PROBLEMS TO SOLVE =
• A. In the DFDL layering post, why did the writer put together this note on layering? Answer in one to three sentences.
• B. Output the part of the DFDL layering post that opens with the words containing "12 Jul 2005" and closes with "(Begin Excerpt)".

SELECTED EXCERPT =

┏━━

Layering in DFDL (for our FAQ and docs)

12 Jul 2005

      I had action items from GGF14 to begin building up an FAQ. Here's 
something about layering.

-------------------------

Layering in DFDL 

The book "ASN.1 Complete" by Larmouth (ISBN 0-12-233435-3 and available 
 online as a pdf) discusses the importance of layer support in format 
descriptions. 

(Begin Excerpt) 

The layering concept is perhaps most commonly associated with the 
International Standards Organization (ISO) and International 
Telecommunications Union (ITU) "architecture" or "7-layer model" 
 for 
Open Systems Interconnection (OSI) shown in Figure 3.  While many of 
the protocols developed within this framework are not greatly used 
today, it remains an interesting academic study for approaches to 
protocol specification. In the original OSI concept in the late 1970s, 
there would be just 6 layers providing (progressively richer) carrier 
services, with a final "application layer" where each specification 
supported a single endapplication, with no "holes".

┗━━

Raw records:

┏━━

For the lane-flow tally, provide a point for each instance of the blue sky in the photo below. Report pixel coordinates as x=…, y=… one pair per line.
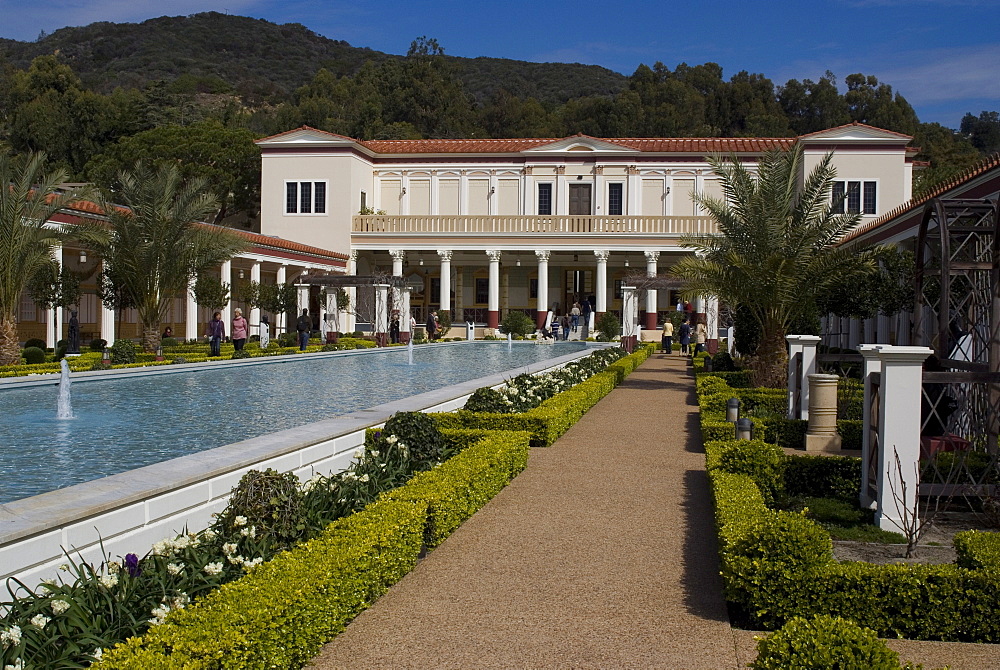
x=942, y=55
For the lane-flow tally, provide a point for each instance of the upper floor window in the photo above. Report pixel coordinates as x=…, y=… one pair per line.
x=545, y=199
x=854, y=197
x=615, y=199
x=305, y=197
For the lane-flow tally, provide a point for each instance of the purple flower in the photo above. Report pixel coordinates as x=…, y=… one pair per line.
x=132, y=565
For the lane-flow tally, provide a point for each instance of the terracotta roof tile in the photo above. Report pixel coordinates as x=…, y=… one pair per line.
x=985, y=165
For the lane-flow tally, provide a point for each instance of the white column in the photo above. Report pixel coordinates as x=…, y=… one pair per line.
x=651, y=297
x=280, y=320
x=899, y=435
x=444, y=300
x=191, y=331
x=493, y=308
x=350, y=318
x=542, y=308
x=53, y=322
x=872, y=365
x=226, y=275
x=255, y=311
x=601, y=281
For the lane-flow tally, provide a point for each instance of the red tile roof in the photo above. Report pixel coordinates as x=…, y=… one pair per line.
x=983, y=166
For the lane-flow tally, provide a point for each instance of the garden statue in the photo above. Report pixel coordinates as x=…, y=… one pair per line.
x=73, y=344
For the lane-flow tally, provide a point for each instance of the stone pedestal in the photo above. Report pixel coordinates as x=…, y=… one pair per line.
x=822, y=434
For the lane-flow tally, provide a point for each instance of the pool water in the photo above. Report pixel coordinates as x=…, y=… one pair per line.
x=124, y=423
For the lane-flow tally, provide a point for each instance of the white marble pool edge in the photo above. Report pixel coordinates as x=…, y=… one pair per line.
x=130, y=511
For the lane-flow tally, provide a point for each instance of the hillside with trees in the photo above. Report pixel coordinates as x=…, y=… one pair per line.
x=198, y=90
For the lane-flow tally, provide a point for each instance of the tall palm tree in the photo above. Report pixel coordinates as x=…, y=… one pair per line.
x=28, y=200
x=775, y=253
x=152, y=245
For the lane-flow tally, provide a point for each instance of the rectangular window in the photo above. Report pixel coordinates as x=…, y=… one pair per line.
x=855, y=197
x=615, y=199
x=305, y=197
x=545, y=199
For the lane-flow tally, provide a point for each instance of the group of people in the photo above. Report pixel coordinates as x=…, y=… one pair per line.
x=684, y=333
x=571, y=322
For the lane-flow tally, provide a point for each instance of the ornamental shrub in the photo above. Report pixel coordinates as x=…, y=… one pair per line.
x=421, y=435
x=123, y=352
x=269, y=501
x=33, y=355
x=824, y=643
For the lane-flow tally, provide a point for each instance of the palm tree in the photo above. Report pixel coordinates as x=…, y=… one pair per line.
x=775, y=255
x=152, y=245
x=28, y=200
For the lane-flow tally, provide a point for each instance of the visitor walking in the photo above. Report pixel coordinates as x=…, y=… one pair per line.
x=700, y=337
x=216, y=331
x=685, y=337
x=303, y=327
x=241, y=329
x=265, y=332
x=667, y=339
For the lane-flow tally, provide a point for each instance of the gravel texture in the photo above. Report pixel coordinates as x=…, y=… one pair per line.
x=601, y=554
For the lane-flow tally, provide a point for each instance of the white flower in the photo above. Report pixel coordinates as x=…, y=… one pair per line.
x=10, y=637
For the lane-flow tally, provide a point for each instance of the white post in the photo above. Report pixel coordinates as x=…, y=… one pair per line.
x=872, y=365
x=601, y=281
x=255, y=311
x=281, y=320
x=542, y=308
x=899, y=435
x=444, y=300
x=226, y=275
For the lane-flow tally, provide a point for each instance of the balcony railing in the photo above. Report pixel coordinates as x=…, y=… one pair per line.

┗━━

SOLUTIONS TO THE TASKS =
• A. The writer had action items from GGF14 to begin building up an FAQ, and this note on layering was offered as a start on that.

• B.
12 Jul 2005

      I had action items from GGF14 to begin building up an FAQ. Here's 
something about layering.

-------------------------

Layering in DFDL 

The book "ASN.1 Complete" by Larmouth (ISBN 0-12-233435-3 and available 
 online as a pdf) discusses the importance of layer support in format 
descriptions. 

(Begin Excerpt)